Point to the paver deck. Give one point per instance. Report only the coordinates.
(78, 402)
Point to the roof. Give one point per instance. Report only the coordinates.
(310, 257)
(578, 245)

▶ _Work instructions_: Could you echo every item above back verbatim, in the same order?

▶ _The solution_:
Point to the paver deck. Give one point per instance. Report only the coordinates.
(78, 402)
Point to the roof. Give one point per instance. Report only the coordinates.
(310, 257)
(578, 245)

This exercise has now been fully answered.